Selection:
▬▬▬▬▬▬

This module file is enough to activate a conda environment assuming that mambaforge is already loaded. Given that's not necessarily the case there are a few modifications that should be made to this file:

  1. Add help and description:

    proc ModulesHelp {} {
        puts stdout    "Mamba environment for cycle 202301"
    }
    
    module-whatis  "Module loads the mamba environment for cycle 202301"
    
  2. Add a call to the metrics.sh script which tracks module activations:

    if { [ module-info mode load ] } {
        system    "/gpfs/exfel/sw/software/local/etc/metrics.sh 'mamba/202301'"
    }
    
  3. Optionally, create scripts for other shells (konsh, fish) and use a switch case to support them:

    switch -- [module-info shelltype] {
            sh {
              ...
            }
            fish {
              ...
            }
    

Note that this will semi work even without module load mambaforge. Python will work correctly as will its dependencies however conda/mamba commands will not work.

3. Direct system Calls

Use system calls to directly call conda activate ...; in the user shell. This works as well as normally calling the activate commands, but can cause large amounts of latency due to the activate command accessing a lot of files.

Example module file
#%Module 1.0
proc ModulesHelp {} {
    puts stdout    "Mamba environment for cycle 202301"
}

module-whatis  "Module loads the mamba environment for cycle 202301"

module load mambaforge

# NOTE: the final semicolon is required
puts stdout "mamba activate 202301;"

Setting a Default Modulefile

To set a default modulefile, go to the directory the modulefile is in (for cycle environments that would be /gpfs/exfel/sw/software/xfel_modules/mamba) and create a file called .version containing:

#%Module1.0
set ModulesVersion "{NEW_CYCLE_NUMBER}"

This will set the default for that directory to the new cycle number.

Creating a Kernel for Max-JHub

The following directory contains kernels which are automatically on the kernel list on Max-JHub:

/gpfs/exfel/sw/software/local/share/jupyter/kernels

To add a new kernel, create a new directory in this location with the name of the kernel, and then create a kernel.json file in that directory with the following contents:

{
  "argv": [
    "${PYTHON_PATH}",
    "-m",
    "ipykernel_launcher",
    "-f",
    "{connection_file}"
  ],
  "display_name": "xfel (202301)",
  "language": "python"
}

The display_name is what will be displayed in the Max-JHub kernel list, this should be descriptive and (if for a cycle environment) include the cycle number.

Replace ${PYTHON_PATH} with the path to the python executable for the environment, this can be easily found by loading/activating the environment and running which python.

FAQ

Interactive Plotting Issues in Jupyter Notebooks

If an environment has issues with interactive plotting in Jupyter notebooks it is likely that the packages in it are out of sync with those in the environment running Jupyter/JupyterLab on Max-JHub.

The module used for Max-JHub is mentioned on the DESY documentation page here: https://confluence.desy.de/display/MXW/JupyterHub+on+Maxwell. Currently this is conda/3.8.

You should load that environment and then check the versions of the following packages:

  • ipympl
  • ipywidgets
  • matplotlib

And pin them to be the same as the versions currently used by Max-JHub. Currently (August 2023) this means:

- ipympl=0.9.3
- ipywidgets=7.7.0
- matplotlib=3.5.2

▬▬▬▬▬▬

Stored rows:
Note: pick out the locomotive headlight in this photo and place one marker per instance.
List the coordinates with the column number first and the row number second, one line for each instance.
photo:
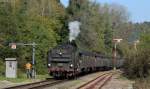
column 71, row 65
column 49, row 65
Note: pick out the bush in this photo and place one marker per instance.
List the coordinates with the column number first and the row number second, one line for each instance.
column 137, row 64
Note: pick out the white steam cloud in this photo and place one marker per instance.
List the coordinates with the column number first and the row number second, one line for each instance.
column 74, row 30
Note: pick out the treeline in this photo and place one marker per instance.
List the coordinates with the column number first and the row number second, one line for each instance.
column 45, row 22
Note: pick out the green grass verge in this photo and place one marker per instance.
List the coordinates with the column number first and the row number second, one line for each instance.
column 23, row 78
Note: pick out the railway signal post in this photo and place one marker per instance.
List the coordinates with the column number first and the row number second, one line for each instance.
column 135, row 44
column 13, row 46
column 116, row 41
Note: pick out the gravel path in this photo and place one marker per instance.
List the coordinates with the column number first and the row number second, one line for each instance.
column 4, row 83
column 73, row 84
column 118, row 82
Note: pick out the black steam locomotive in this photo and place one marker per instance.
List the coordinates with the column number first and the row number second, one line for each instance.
column 67, row 61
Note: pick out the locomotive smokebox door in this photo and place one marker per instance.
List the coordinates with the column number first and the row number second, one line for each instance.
column 11, row 67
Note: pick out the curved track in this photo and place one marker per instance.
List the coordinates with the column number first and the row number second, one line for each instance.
column 98, row 82
column 37, row 85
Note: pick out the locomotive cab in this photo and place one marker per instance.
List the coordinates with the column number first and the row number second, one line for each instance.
column 61, row 60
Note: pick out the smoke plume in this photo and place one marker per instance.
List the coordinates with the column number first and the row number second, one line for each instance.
column 74, row 30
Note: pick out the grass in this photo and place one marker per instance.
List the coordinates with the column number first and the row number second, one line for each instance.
column 143, row 83
column 22, row 78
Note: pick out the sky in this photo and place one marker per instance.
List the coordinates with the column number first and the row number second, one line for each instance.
column 139, row 10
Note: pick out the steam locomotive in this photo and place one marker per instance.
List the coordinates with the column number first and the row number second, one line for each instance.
column 67, row 61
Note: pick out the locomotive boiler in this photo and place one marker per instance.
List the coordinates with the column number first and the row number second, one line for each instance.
column 67, row 61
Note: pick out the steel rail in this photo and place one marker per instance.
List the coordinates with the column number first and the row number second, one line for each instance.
column 99, row 79
column 36, row 85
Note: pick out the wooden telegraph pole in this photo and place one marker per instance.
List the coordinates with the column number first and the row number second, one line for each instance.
column 13, row 46
column 116, row 41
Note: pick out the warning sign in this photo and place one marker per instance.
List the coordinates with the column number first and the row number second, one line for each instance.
column 13, row 46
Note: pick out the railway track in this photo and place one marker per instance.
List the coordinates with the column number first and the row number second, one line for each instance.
column 37, row 85
column 98, row 82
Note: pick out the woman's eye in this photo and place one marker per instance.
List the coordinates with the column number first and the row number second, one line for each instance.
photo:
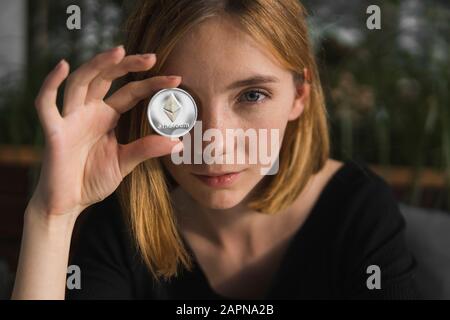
column 253, row 96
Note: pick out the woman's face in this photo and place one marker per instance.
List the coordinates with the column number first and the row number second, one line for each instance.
column 213, row 60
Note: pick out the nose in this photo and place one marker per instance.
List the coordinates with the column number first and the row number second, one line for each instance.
column 215, row 118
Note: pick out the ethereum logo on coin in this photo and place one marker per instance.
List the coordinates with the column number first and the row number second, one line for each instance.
column 172, row 107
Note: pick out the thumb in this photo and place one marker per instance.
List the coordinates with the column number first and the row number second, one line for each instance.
column 150, row 146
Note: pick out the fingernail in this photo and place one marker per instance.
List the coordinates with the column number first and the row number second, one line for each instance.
column 148, row 55
column 178, row 147
column 116, row 48
column 59, row 64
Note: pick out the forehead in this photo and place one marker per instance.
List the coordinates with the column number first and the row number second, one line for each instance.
column 218, row 48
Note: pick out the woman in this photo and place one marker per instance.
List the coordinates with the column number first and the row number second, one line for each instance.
column 315, row 229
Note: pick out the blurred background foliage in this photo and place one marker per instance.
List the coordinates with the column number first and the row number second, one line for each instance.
column 386, row 90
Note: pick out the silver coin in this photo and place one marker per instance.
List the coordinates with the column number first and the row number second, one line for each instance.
column 172, row 112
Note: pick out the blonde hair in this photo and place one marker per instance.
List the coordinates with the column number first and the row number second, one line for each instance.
column 156, row 26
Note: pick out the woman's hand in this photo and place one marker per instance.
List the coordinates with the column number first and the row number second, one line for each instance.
column 83, row 162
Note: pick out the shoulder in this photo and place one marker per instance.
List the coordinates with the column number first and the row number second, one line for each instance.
column 367, row 229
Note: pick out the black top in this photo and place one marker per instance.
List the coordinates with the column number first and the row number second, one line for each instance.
column 355, row 223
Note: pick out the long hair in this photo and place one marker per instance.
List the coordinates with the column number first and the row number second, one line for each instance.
column 155, row 26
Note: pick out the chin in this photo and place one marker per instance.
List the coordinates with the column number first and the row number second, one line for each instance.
column 218, row 199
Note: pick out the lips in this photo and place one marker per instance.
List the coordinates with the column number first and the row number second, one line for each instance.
column 218, row 179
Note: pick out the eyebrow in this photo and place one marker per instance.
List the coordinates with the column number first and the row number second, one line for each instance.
column 251, row 81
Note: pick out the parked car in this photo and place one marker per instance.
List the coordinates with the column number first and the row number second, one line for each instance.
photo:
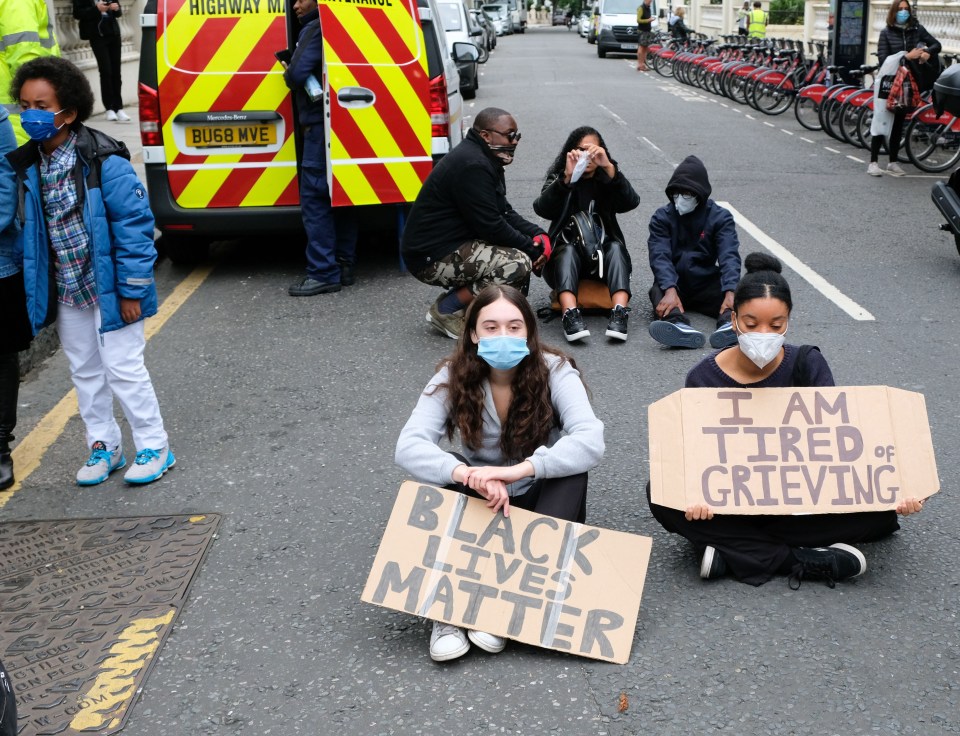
column 584, row 23
column 500, row 14
column 461, row 31
column 489, row 32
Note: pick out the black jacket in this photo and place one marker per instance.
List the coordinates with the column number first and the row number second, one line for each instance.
column 894, row 39
column 691, row 251
column 609, row 196
column 91, row 23
column 464, row 199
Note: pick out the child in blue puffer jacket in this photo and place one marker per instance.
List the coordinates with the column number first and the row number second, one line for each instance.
column 84, row 208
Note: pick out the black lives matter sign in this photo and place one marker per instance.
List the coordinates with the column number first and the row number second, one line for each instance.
column 540, row 580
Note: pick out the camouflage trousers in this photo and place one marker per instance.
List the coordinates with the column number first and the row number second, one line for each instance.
column 476, row 264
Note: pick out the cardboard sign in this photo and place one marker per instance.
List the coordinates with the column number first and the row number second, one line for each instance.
column 832, row 449
column 540, row 580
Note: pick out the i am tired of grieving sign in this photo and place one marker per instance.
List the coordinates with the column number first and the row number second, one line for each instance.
column 790, row 450
column 540, row 580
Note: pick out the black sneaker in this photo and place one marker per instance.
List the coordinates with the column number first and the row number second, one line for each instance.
column 833, row 564
column 712, row 566
column 573, row 325
column 617, row 326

▬▬▬▬▬▬

Tasks to perform:
A. Repeat the mamba environment notes verbatim, everything from "The module used" down to "this is conda/3.8.".
B. According to the mamba environment notes, which module is currently used for Max-JHub?
C. List each package that the mamba environment notes say to pin for interactive plotting, along with the version given for it as of August 2023.

Results by task:
A.
The module used for Max-JHub is mentioned on the DESY documentation page here: https://confluence.desy.de/display/MXW/JupyterHub+on+Maxwell. Currently this is conda/3.8.

B. conda/3.8

C.
- ipympl: 0.9.3
- ipywidgets: 7.7.0
- matplotlib: 3.5.2